Wednesday, 5 January 2022

What quality is most essential to be a decent human being?

 HAVE YOU GO IT?


As a society we are becoming more polarised in our views.  This has become increasingly true over the past forty or so years, and is now reaching worrying levels.  The old 

left vs right has spread into pro and anti EU, pro and anti Indy, pro and anti abortion, pro and anti vaccines, etc etc.  Whilst the dividing lines are blurred, it seems true that many of those in 'anti' categories will fall into the whole group of them.  Then there's criticism of the media, with the left seeing the BBC as a tory government mouthpiece, and the right saying that is too much influenced by progressive causes.  Here in Scotland Indy supporters feel the media is against them, but then so do the unionists!

Increasingly I find there's one word that seems to determine if people fall to one side of the arguments, or the other.  That word is empathy.  And nothing demonstrated that divide quite like one of the most important public demonstrations of last year, the Kenmure Street Protest in May.  

If you're unfamiliar with the incident, and haven't got time to follow the link, it happened when a Home Office immigration van tried to remove two Sikh men from their home in Glasgow because of alleged immigration offences.  The men were long standing members of the local community, and those neighbours rallied round in numbers, and alerted activist organisations, so that the immigration officers found their van locked in place by a huge, and ever growing, crowd of people determined not to let these men be taken away.  The police were called, and eventually they advised the release of the men.  The van went without them.

Reactions were split, each side vehement that they had right on their side.  The SNP, Labour and Greens all commended the humanitarian response of the locals.  The tories condemned the action for breaking the law.  But if it's bad law, and badly implemented too, who's to say what's right?

Ultimately your personal response to these events came down to the word I used above.  Empathetic people were able to place themselves in the position of these poor men, being dragged away from everything they new, without warning, early in the morning.  Others saw it in more black and white terms, without considering any of the human aspects.  

Which side were you on?  Do you have empathy or not?  I'm very much on the side of the protestors.

Referring expression grounding data:
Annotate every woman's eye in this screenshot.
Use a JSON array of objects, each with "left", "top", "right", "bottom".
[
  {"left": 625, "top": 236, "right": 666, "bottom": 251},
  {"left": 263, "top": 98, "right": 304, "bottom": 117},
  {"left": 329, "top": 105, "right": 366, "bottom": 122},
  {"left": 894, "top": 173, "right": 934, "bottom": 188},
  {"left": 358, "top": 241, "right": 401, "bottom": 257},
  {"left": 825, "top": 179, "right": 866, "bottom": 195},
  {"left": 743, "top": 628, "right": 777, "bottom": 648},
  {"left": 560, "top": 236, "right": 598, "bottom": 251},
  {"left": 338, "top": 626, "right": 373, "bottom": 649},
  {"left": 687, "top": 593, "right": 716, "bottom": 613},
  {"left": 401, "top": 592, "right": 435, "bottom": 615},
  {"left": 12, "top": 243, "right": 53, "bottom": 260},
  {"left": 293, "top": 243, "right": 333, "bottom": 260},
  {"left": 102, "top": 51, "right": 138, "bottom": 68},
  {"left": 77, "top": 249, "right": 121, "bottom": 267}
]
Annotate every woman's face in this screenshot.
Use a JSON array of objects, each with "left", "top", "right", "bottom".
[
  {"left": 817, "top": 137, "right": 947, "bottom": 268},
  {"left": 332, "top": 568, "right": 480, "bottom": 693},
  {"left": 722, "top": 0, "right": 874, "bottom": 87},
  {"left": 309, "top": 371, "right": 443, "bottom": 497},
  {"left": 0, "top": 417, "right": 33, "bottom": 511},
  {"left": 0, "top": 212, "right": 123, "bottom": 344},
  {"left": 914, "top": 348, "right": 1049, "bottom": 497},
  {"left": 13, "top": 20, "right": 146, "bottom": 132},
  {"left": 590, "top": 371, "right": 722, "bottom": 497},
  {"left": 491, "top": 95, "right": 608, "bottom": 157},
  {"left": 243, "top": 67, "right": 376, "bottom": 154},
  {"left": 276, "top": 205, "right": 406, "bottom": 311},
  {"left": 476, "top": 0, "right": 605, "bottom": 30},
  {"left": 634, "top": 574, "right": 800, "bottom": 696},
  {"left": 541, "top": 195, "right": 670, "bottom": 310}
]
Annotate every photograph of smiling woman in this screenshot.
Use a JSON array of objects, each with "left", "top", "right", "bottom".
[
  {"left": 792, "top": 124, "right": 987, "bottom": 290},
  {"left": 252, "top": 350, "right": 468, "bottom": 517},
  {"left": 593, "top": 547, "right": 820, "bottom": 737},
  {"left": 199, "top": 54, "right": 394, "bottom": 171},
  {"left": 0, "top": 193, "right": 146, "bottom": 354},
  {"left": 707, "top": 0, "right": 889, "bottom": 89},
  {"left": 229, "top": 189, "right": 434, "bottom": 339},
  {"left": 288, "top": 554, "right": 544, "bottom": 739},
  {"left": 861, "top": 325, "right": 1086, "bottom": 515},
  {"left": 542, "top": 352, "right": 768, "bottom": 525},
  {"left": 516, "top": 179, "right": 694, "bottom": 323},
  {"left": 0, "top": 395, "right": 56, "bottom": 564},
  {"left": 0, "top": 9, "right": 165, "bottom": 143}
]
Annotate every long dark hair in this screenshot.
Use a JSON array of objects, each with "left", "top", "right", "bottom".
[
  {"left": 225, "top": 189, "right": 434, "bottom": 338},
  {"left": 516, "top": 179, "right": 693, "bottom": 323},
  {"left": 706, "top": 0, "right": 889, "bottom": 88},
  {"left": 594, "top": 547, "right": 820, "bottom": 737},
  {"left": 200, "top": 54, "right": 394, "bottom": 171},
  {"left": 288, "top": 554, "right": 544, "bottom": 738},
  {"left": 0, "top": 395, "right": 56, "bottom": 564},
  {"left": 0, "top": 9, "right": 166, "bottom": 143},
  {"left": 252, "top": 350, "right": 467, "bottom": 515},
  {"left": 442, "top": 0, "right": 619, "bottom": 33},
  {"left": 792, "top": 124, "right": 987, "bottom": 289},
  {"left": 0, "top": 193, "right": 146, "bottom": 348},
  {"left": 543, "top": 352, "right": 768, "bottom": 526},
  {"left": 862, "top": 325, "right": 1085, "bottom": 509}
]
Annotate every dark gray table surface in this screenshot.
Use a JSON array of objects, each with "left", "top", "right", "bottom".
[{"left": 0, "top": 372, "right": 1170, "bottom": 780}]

**Questions**
1 – According to the blog post on empathy, which parties commended the locals' response at the Kenmure Street Protest?
2 – Summarize the blog post on empathy in two sentences.

**Exercise answers**
1 – The SNP, Labour and the Greens.

2 – Society is becoming more polarized, and the writer finds that empathy increasingly determines which side of an argument people fall on. The May Kenmure Street Protest in Glasgow, where neighbors blocked an immigration van from removing two Sikh men, split reactions along that line, and the writer sides with the protestors.